Mas a sua intuição revelou-se certeira na fase mais recente de "Industry". "Depois passámos para a terceira temporada e explorámos algumas destas questões e problemas que ele está a atravessar e que se assemelham muito a essa forma de pensar, o que é muito reconfortante. Posso não saber, mas pelo menos estou no caminho certo para chegar onde penso que este tipo está. Talvez, até certo ponto, tenha manifestado isso porque o Mickey e o Konrad também estão a observar-nos e a desenvolver as suas criações com base na forma como estamos a habitar as suas personagens. Portanto, é um ciclo de dois sentidos", observa.
"De certa forma, este episódio representa a série"
Nunca perdendo Rishi de vista, "White Mischief" é dos melhores exemplos da experimentação narrativa de uma série que tem saltitado de forma hábil entre arcos, tensões e personagens. E raramente o terá feito de forma tão concentrada como neste episódio.
"Lembro-me de quando li o guião", conta Sagar Radia. "As pessoas estavam a falar e lembro-me que eu e o Ken [Leung] tivemos uma conversa rápida e o Ken disse: 'É como um filme'. E isso ficou-me na memória. E pensei, 'Uau, sabes que mais? É uma forma muito boa de ver as coisas. Se nos permitirmos concentrar-nos no que é este episódio, qual é a história que estamos a tentar contar do início ao fim deste episódio e quase o tratarmos como um filme, então os fatores externos dos outros episódios têm de ter um papel importante, sim, porque há um fio condutor ao longo da temporada, mas isso permite-nos concentrar-nos completamente na história que estamos a tentar contar nesses 50, 60 minutos. O que quer que acabe por ser. E foi. Foi mesmo", explica.

◆ TAREFA 1:
Transcreve na íntegra o trecho do texto sobre a série "Industry" que abre com as palavras "Nunca perdendo Rishi" e fecha com "como neste episódio.".
◆ TAREFA 2:
Prossegue o texto sobre a série "Industry" a partir do ponto em que termina.

Dados de localização por ponto em cada instância:
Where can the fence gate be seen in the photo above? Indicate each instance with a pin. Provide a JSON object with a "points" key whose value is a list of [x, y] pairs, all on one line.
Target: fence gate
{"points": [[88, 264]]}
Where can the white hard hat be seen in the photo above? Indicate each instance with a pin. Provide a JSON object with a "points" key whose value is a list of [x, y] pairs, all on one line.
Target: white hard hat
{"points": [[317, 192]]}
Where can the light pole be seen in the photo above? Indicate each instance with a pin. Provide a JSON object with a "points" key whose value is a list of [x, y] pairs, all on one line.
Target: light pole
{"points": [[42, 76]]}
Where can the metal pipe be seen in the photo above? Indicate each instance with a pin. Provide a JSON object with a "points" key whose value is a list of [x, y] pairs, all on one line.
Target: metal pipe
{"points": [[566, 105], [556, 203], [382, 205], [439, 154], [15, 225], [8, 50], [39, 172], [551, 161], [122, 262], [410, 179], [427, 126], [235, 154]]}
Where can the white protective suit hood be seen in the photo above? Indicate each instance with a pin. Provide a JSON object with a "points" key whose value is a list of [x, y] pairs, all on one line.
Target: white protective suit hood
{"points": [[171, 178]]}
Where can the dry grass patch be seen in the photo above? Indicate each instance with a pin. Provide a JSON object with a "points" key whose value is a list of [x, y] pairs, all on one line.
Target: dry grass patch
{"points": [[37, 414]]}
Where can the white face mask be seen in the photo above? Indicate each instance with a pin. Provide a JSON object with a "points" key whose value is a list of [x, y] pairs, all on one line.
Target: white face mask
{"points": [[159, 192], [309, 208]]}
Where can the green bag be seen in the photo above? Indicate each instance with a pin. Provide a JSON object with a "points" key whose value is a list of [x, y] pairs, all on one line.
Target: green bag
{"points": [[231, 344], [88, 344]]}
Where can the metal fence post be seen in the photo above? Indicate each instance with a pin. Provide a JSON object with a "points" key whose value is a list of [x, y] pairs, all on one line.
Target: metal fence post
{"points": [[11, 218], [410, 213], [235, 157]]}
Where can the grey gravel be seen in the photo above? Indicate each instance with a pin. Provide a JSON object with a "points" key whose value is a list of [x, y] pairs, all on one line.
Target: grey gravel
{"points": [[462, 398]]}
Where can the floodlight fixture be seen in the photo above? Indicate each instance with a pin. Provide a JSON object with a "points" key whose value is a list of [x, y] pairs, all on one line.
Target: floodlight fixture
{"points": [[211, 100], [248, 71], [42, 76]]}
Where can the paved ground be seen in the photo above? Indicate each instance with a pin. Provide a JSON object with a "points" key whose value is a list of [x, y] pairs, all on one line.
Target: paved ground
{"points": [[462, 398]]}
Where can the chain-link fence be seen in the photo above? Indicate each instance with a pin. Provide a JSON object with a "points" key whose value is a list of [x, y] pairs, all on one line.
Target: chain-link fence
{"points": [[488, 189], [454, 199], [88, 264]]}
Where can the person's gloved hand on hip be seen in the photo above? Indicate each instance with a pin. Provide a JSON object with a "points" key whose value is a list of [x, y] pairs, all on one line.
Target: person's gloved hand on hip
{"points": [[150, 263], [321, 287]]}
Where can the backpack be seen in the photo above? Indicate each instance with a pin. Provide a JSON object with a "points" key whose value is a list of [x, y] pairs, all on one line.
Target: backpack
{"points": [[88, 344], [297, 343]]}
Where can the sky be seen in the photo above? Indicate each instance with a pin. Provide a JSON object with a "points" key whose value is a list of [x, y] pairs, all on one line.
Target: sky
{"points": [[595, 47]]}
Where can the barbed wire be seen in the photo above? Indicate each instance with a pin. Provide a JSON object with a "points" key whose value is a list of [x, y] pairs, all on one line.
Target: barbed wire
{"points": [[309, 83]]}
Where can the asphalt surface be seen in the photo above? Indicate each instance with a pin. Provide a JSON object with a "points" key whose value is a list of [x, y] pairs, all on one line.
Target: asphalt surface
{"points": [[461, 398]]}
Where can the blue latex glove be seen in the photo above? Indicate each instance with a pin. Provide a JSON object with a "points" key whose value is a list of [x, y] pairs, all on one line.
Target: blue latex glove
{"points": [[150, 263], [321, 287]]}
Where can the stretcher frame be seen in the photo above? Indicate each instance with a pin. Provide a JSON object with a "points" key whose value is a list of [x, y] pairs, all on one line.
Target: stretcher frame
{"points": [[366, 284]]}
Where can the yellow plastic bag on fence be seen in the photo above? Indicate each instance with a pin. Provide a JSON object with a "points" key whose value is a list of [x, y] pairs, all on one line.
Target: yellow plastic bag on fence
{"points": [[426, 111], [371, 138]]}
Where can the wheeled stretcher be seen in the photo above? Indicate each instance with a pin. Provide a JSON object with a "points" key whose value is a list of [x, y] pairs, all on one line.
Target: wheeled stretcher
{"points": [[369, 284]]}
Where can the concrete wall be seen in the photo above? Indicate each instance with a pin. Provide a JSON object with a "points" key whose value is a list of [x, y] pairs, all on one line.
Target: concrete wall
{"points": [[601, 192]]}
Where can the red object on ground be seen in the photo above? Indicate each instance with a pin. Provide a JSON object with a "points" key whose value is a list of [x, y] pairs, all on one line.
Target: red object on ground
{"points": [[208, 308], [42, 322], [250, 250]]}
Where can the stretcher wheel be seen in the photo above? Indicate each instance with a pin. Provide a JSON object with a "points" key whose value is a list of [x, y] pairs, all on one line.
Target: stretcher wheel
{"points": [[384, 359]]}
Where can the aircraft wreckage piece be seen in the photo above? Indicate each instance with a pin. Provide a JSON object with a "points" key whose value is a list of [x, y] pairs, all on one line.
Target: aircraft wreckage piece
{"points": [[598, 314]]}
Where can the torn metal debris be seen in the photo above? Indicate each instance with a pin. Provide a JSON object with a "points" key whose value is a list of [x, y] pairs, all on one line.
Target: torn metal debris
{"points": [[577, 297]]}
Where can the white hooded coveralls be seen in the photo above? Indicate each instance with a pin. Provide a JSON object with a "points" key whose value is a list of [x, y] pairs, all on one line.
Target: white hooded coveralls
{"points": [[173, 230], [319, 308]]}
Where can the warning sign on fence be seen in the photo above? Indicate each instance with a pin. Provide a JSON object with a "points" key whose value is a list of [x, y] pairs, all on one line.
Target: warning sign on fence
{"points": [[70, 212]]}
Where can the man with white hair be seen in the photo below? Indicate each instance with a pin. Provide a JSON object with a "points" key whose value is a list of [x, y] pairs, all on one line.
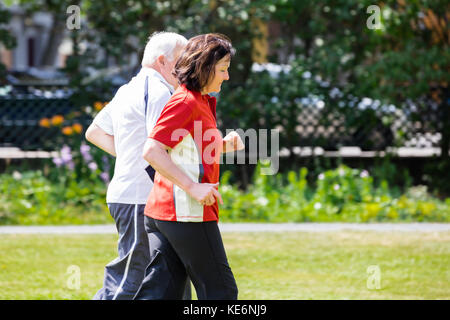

◆ RESPOSTA 1:
Nunca perdendo Rishi de vista, "White Mischief" é dos melhores exemplos da experimentação narrativa de uma série que tem saltitado de forma hábil entre arcos, tensões e personagens. E raramente o terá feito de forma tão concentrada como neste episódio.

◆ RESPOSTA 2:
"Sinto que, de certa forma, este episódio representa a série. É como pegar nas lutas de uma empresa e transformá-las. As lutas de uma pessoa com todo o seu caos e todos os seus riscos e viver no limite, no fio da navalha, assumindo riscos no dia a dia. E também está escrito como um belo arco que reflete a estrutura dos filmes", compara.
Entre várias sequências que revelam facetas até aqui inexploradas de Rishi, tão contraditórias como as de outras personagens da série, o ator destaca uma. "Há uma cena no quarto episódio em que ela e a sua mulher Diana estão a discutir na cozinha. É uma cena muito carregada de emoções. Há muita coisa em jogo. Há muita coisa que veio antes desta conversa. Há muita coisa que está para vir depois desta conversa. Há algumas verdades nisso, naquele momento na cozinha que eu acho que dá ao Rishi um choque de realidade. Há uma frase que a Diana diz. Julgo que é do género 'É muito mais fácil criar rapazes fortes do que homens quebrados. E eu lembro-me que foi um momento tão 'Uff'. Foi um momento e tanto, e lembro-me de ter sentido isso", aponta.
"Foi uma cena difícil de filmar por várias razões. A questão da carga emocional... Também não tivemos muito tempo para a filmar. Por isso, tentámos encontrar verdade emocional num curto espaço de tempo."